OBJECTIVE: Which lines in the records below contain the string "horizontal"? List every such line in full, treating uppercase and lowercase as different.

Dataset excerpts on pointing to objects

%%

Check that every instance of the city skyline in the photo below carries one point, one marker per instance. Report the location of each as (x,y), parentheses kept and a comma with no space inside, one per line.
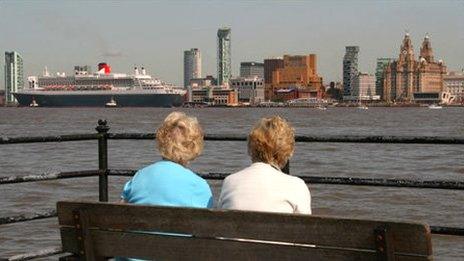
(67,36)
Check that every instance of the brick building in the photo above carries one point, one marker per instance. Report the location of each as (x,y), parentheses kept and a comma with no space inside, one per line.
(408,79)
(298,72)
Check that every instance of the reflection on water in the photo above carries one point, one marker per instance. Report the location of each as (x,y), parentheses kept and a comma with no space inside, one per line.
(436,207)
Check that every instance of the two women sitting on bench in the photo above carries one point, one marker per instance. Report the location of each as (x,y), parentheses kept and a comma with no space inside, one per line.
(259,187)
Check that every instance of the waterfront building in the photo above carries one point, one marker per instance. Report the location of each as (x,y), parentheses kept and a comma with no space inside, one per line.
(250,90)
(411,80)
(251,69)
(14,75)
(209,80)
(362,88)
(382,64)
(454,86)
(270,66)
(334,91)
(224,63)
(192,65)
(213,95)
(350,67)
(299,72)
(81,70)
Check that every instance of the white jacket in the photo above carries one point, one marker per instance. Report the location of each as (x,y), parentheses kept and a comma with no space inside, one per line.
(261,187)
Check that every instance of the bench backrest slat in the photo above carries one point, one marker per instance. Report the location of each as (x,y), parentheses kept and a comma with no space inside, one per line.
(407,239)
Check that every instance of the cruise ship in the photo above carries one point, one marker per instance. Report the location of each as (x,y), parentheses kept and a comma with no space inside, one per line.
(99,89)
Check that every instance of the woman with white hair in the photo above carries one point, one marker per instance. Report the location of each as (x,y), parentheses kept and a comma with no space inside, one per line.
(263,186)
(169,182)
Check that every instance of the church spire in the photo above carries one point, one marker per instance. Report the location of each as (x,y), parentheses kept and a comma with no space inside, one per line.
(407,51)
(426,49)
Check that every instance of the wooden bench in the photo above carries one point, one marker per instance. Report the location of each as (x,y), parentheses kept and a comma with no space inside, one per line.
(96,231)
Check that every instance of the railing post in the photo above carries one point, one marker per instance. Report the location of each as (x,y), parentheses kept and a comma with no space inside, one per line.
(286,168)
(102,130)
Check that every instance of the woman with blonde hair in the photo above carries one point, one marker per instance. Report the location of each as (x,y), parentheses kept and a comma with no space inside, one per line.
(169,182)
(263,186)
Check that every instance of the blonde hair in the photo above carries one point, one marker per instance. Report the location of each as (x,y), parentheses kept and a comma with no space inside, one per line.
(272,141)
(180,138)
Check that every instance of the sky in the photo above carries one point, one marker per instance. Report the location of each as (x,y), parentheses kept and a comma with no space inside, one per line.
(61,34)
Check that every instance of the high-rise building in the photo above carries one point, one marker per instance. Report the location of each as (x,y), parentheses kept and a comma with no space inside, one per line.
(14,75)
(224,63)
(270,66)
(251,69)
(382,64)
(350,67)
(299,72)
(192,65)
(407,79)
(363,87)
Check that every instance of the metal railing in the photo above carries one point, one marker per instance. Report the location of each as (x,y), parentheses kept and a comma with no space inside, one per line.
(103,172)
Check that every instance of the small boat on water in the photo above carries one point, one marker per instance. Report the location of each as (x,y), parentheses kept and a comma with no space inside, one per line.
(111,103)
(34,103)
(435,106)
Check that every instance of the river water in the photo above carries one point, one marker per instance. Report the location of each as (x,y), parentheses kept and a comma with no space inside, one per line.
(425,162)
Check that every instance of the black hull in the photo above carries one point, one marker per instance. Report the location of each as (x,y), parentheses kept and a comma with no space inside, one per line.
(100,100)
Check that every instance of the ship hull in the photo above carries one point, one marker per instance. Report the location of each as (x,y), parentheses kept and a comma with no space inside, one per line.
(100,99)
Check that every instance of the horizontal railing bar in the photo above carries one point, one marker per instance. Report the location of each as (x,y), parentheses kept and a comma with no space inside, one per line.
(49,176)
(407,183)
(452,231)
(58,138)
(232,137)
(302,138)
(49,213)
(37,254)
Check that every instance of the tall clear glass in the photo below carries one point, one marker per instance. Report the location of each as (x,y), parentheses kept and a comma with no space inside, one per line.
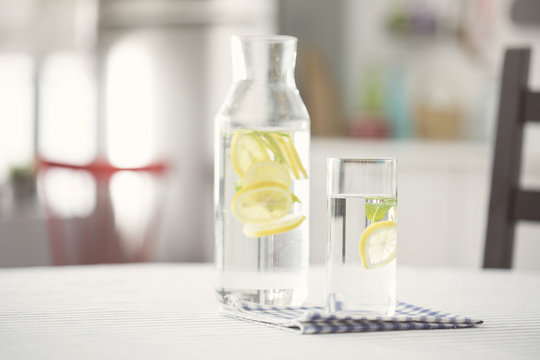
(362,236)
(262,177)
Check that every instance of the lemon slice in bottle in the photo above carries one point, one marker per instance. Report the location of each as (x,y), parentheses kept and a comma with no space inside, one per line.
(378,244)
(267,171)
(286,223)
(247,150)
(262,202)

%%
%%

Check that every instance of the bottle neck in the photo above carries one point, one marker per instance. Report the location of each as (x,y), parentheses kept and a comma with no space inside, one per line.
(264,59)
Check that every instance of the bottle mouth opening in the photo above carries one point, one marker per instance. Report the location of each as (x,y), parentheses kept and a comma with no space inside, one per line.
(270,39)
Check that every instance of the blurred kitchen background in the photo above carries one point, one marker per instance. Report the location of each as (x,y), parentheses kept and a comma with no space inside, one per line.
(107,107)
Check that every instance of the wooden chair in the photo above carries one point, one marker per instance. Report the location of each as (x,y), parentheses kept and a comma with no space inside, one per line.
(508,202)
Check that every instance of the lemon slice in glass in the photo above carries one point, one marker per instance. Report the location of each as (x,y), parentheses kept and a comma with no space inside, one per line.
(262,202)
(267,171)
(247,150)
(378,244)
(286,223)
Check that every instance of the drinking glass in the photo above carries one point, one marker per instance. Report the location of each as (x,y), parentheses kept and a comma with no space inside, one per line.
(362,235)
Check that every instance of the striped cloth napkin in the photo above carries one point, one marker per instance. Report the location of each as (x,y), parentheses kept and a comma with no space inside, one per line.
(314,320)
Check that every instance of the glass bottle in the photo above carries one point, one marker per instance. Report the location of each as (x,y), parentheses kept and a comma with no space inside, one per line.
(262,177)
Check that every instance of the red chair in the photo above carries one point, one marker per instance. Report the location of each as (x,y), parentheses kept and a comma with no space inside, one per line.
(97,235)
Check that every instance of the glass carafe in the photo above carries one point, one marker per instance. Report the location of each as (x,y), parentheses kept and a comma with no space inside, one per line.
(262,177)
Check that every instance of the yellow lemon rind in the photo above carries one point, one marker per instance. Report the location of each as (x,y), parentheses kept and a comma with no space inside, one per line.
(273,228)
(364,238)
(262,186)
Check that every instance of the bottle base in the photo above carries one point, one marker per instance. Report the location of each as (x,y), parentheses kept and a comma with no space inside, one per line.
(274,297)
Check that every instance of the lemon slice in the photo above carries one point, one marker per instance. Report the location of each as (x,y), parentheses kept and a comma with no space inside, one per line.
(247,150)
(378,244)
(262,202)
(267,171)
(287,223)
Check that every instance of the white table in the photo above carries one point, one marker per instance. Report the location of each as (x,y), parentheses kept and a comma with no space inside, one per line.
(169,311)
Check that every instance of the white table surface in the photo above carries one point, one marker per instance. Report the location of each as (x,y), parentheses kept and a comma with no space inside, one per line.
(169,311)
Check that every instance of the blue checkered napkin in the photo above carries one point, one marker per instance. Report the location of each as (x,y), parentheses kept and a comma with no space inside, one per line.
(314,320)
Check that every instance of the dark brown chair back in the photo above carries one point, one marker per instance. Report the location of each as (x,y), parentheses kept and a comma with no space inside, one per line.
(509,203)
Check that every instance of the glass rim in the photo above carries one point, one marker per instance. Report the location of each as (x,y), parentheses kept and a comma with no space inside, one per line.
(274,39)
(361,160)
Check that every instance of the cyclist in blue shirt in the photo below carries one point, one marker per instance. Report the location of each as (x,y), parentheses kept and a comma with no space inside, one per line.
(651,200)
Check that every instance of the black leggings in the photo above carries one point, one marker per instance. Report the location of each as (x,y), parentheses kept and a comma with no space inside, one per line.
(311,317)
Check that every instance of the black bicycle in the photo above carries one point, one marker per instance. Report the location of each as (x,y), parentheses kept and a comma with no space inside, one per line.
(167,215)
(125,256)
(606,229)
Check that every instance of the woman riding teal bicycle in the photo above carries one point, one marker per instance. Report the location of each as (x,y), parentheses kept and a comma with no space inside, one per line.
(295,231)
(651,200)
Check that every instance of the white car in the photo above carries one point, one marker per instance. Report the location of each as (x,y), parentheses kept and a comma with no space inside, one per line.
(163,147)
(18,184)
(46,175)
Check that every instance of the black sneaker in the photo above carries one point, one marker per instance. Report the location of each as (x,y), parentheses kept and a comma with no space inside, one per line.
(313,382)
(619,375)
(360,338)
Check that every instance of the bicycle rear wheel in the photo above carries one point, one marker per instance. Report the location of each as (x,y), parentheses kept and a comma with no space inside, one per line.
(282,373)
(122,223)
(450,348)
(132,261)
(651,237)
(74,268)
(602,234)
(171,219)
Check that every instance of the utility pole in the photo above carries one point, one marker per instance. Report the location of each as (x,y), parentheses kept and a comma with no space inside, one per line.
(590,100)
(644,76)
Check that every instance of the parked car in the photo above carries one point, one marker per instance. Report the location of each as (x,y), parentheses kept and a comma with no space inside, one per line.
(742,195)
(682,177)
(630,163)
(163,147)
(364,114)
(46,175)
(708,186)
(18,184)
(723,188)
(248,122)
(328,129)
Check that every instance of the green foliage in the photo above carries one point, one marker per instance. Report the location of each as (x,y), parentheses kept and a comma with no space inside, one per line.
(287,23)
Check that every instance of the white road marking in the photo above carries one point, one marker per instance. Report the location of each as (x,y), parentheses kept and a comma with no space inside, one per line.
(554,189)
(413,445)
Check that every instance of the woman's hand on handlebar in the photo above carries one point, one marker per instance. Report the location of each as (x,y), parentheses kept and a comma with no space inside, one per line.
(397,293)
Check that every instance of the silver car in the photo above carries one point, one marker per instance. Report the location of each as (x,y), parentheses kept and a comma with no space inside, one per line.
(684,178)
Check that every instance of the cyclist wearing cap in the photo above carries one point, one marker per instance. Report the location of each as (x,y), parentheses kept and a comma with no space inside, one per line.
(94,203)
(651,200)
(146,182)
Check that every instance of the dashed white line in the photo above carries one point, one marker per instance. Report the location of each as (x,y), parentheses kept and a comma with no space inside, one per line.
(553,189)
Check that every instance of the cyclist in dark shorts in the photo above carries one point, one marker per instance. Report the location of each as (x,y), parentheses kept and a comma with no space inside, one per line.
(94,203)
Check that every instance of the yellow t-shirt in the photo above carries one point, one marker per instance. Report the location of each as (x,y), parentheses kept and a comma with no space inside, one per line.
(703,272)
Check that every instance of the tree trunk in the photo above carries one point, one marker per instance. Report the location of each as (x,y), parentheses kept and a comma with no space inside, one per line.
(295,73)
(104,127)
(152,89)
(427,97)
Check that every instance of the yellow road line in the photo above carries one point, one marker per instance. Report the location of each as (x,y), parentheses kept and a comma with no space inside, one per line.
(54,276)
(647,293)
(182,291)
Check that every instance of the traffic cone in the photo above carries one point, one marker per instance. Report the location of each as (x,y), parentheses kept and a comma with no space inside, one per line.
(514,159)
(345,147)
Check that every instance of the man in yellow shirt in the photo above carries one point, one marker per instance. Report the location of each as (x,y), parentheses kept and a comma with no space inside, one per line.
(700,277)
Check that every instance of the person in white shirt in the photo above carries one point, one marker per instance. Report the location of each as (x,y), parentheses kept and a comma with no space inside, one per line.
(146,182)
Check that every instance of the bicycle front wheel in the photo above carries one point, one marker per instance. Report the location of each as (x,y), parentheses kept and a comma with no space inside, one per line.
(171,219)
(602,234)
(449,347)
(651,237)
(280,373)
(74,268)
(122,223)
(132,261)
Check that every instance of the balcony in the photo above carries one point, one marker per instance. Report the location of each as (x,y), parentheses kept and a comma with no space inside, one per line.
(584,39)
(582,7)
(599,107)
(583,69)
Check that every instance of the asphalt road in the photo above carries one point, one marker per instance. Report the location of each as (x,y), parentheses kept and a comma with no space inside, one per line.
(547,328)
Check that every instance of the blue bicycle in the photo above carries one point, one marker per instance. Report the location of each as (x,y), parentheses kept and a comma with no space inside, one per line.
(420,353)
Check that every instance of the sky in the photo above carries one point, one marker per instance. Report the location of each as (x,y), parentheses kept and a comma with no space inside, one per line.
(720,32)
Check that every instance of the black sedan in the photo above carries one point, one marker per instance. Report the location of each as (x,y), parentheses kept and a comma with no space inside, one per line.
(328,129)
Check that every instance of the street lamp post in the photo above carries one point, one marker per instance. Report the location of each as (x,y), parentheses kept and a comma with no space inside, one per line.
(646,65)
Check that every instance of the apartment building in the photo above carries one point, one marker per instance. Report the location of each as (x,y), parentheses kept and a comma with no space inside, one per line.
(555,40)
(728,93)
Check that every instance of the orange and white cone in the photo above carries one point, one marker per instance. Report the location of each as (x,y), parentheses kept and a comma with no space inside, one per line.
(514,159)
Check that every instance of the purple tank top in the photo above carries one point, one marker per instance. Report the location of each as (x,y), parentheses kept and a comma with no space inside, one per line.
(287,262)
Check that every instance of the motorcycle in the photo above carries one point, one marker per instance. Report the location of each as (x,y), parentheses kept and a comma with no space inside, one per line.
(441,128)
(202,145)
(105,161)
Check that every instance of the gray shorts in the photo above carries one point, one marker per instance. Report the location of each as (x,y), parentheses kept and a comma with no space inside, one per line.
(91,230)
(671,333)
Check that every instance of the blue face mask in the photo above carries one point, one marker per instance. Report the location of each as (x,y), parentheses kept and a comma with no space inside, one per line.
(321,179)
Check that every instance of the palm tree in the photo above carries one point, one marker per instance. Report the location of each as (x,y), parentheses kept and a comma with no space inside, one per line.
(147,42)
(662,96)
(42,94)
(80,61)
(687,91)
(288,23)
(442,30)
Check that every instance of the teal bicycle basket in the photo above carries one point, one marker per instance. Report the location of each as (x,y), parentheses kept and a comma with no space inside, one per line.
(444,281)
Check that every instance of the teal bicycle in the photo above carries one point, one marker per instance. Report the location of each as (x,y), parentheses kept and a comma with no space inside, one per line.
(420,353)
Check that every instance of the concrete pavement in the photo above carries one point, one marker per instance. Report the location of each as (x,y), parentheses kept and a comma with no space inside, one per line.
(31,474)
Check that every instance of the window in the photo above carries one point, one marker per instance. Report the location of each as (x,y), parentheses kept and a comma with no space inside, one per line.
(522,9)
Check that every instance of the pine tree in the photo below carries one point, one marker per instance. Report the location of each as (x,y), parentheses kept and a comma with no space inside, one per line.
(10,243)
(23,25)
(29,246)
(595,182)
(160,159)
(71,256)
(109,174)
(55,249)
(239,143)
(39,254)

%%
%%

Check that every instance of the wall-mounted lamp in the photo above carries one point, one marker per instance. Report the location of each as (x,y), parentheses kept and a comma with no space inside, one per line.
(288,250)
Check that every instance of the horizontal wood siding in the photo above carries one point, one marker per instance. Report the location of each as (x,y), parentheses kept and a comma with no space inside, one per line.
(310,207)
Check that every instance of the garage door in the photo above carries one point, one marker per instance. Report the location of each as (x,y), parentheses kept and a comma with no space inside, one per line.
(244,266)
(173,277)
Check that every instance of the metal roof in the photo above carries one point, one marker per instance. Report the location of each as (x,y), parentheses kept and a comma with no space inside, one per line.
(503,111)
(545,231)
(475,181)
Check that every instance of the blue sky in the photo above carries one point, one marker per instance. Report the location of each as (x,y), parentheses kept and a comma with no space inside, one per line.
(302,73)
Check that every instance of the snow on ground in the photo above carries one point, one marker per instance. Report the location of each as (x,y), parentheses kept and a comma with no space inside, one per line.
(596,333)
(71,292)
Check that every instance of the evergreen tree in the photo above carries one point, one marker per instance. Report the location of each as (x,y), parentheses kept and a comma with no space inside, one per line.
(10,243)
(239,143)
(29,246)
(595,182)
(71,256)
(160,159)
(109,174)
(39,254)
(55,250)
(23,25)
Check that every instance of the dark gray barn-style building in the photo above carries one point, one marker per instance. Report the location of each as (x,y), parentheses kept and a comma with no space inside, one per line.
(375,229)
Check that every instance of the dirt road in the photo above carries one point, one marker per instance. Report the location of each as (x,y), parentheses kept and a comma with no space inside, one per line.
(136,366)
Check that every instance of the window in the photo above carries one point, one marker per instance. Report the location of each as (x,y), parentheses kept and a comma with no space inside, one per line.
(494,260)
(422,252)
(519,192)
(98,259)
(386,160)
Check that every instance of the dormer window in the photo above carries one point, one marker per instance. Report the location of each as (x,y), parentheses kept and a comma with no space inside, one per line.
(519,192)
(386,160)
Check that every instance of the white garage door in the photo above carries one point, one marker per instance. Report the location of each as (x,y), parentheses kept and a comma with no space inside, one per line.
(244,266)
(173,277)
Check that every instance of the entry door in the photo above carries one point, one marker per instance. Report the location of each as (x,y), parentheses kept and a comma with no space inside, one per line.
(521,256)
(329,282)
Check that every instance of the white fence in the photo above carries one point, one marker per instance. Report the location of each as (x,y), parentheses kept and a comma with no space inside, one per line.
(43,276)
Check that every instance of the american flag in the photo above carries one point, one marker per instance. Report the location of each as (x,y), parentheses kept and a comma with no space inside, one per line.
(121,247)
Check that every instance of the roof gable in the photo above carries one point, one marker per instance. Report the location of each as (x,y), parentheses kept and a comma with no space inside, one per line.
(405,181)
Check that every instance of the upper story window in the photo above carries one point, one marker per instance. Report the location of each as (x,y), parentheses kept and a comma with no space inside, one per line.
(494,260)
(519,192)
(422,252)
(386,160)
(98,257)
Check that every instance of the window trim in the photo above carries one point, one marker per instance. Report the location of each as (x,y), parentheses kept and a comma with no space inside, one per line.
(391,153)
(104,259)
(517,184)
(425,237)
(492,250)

%%

ANSWER TO THE EXERCISE:
Check that every instance of the horizontal railing bar in the photo above carries one point, one marker per instance. Report the location of each as (x,y), parentheses kept and a comma with no space inside, one per line.
Check that every instance of the horizontal wood siding in the photo above carries one point, one marker per instance. Report the location of each as (x,y), parentheses kept and a comma with no space inside, one per line.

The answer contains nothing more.